[Data section]
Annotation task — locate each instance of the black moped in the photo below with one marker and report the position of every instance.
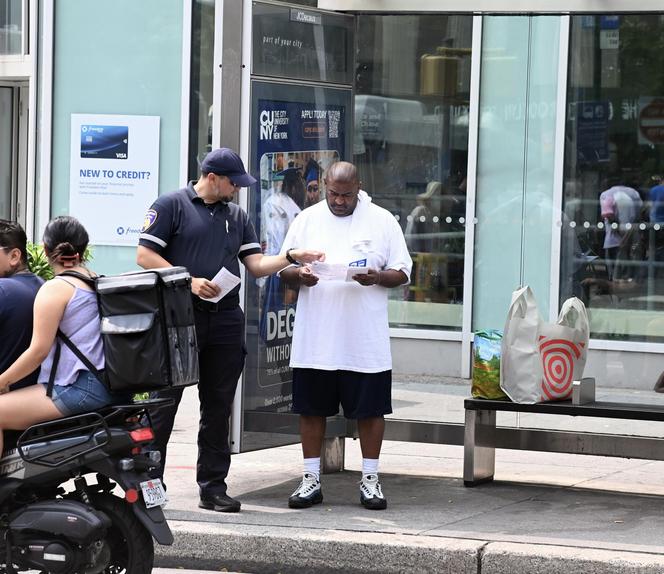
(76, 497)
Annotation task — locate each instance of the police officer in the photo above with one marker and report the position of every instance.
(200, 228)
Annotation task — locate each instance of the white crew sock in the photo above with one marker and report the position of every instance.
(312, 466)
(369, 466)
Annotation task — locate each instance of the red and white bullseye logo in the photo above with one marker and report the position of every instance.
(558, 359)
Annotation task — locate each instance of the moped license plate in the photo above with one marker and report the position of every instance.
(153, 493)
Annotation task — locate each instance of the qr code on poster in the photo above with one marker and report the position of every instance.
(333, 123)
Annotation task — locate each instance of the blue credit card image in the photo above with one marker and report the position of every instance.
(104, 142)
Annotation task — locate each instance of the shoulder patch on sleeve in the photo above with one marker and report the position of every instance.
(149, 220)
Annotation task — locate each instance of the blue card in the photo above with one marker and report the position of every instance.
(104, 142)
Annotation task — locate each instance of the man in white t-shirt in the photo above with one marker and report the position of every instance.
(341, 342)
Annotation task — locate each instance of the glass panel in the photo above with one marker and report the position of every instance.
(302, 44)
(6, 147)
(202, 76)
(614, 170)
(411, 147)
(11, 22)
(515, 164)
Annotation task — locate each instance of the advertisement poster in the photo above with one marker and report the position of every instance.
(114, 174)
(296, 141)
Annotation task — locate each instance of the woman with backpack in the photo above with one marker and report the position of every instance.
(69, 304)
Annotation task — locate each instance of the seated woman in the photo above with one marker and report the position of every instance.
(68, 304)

[Do this]
Return the line that contains "Annotation task — locate each instance of the advertisement" along with every line after it through the end of the entries, exactly, adding nothing.

[Correct output]
Annotation task — locate each instance of the advertisement poster in the photo above with one marker and report the position of every instance.
(114, 174)
(296, 141)
Annotation task — locate each instance of the woman with backpack in the photo above with one marker and report the position of every instance.
(69, 304)
Annotation task — locate each instance of the seated woman in the photo above with one marker and report the position of every instance.
(68, 304)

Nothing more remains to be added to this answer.